-- Provided passage follows --
Have you noticed? There’s a spiritual battle going on right now for the allegiance of people’s heart, soul, and mind in our nation. Without telling you how to vote in this fall’s elections, I want to encourage you to consider seriously what it means to be an informed, active citizen as a Christian. Bob Russell, in a June 2020 blog, challenges readers to imagine that a godly couple unexpectedly inherits $10 million. How should they react? Their first response should be one of deep gratitude both to the benefactor and to God, the giver of every good gift. There should also be an overwhelming sense of responsibility to be wise stewards and not squander their fortune. Unearned wealth could spoil their kids or destroy their faith if unprepared, so they need to train their children to be sensible money managers. The Bible says, “Now it is required that those who have been given a trust must prove faithful” (1 Corinthians 4:2).
As I think about what is going on in our nation currently, the same stewardship principles apply to our country. We have inherited the invaluable gift of a constitutional republic from our forefathers—a unique government of the people, by the people, and for the people. This has produced the freest, most prosperous and opportunistic country in the history of the world. The precious liberty we enjoy cost the lives of thousands of American soldiers and patriots. Sadly, Americans today have been very poor stewards of that trust. Instead of being grateful, we take it for granted. Instead of taking the necessary effort to preserve it, we don’t even bother to be informed voters and citizens. Instead of training our children to appreciate God’s magnificent gift, we have allowed secular ideologies and anti-God influencers intent on dismissing the country’s value to brainwash us with propaganda about what a racist, materialistic, sexually oppressive, war-mongering nation we have been. As Russell puts it, we are frittering away our precious heritage like the prodigal son who squandered his wealth in wild living.
In Kingdoms in Conflict, Charles Colson wrote, “[Christians have] always had trouble with the concept of patriotism. They have vacillated between two extremes—the God-and-country, wrap-the-flag-around-the-cross mentality and the simply-passing-through mind-set.” Colson points out that since the Vietnam War, the “passing-through” mind-set has become more prevalent among followers of Christ. “[It] is represented by those who believe they are simply sojourners with loyalties only in the Kingdom beyond. Patriotism has become a dirty word to them.” Some contend that “we don’t want to be guilty of ‘nationalism’—worshipping our country rather than worshipping God.” But are Christians worshipping the nation by being patriotic? I content that they are not. It’s not idolatry to give God thanks for a special country and to work for its good any more than it is idolatry to give God thanks for your beloved mother on Mother’s Day. Granted, patriotism can be taken to the extreme, but so can multiculturalism.
-- Provided passage concluded --
## Required work:
A: From the essay on Christian citizenship, list every trait that the propaganda it describes attributes to the nation.
B: In the essay on Christian citizenship, how much money does the godly couple in Bob Russell's illustration unexpectedly inherit?
C: Extend the essay on Christian citizenship, picking up directly after its final sentence.
-- Recorded data follows --
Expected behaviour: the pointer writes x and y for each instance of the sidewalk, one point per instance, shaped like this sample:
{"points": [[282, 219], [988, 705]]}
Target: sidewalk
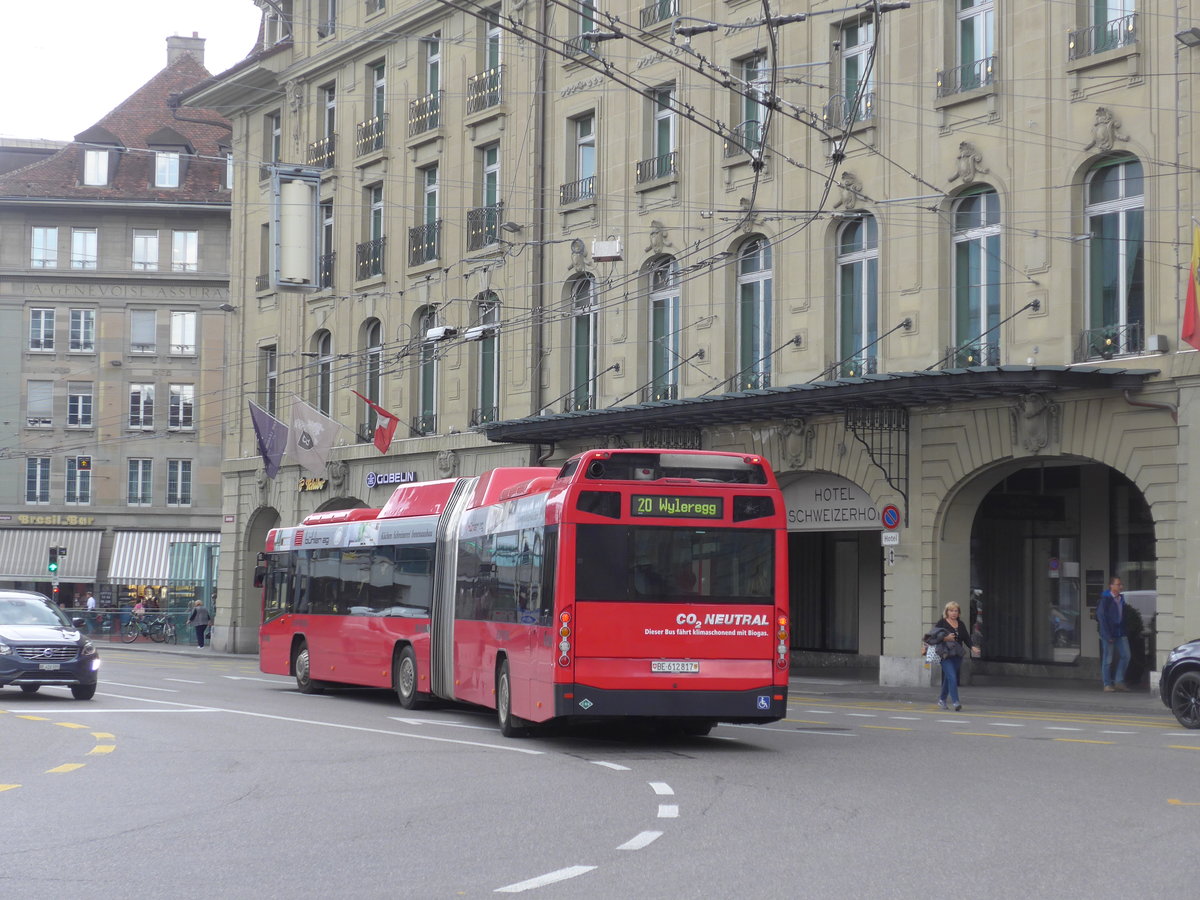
-- Recorded data concluded --
## Responses in order:
A: Racist, materialistic, sexually oppressive, war-mongering

B: $10 million.

C:
Politics has encroached on religious matters in recent years and our silence about some of the issues surrenders precious spiritual territory. Consider the current political subjects that were originally biblical issues: intelligent design; the creation of men and women; family; the right to life; the sanctity of marriage; racial equality; the proper treatment of the poor, widows, orphans, and aliens; religious freedom; parental rights and responsibilities; criminal justice; sexual morality; and especially the source of truth. While churches withdraw from the public arena, godless policies, like a dangerous virus, invade spiritual territory and threaten the vitality of the church as well as human flourishing. If Christians don’t get involved in public issues soon, the precious gift of liberty and a flourishing life will be squandered and our grandchildren will not enjoy the religious freedoms we cavalierly take for granted.
In the mid-19th century, Lord Melbourne, the chief political adviser to Queen Victoria, was pro-slavery. He objected to William Wilberforce and other Christians who used spiritual arguments for the abolition of the slave trade. Melbourne argued, “Things have come to a pretty pass when religion is allowed to invade public life.” Courageous abolitionists didn’t remain silent because slavery was a political issue. As the salt of the earth, they made a huge difference in the political arena. So should we. A.W. Tozer wrote years ago, “A frightened world needs a fearless church.” It is time for God’s church to be assertively strong and courageous in full belief the Lord our God will go before us. We don’t have to be angry or obnoxious, but we do need to be informed and involved.
Something to think about…and act upon.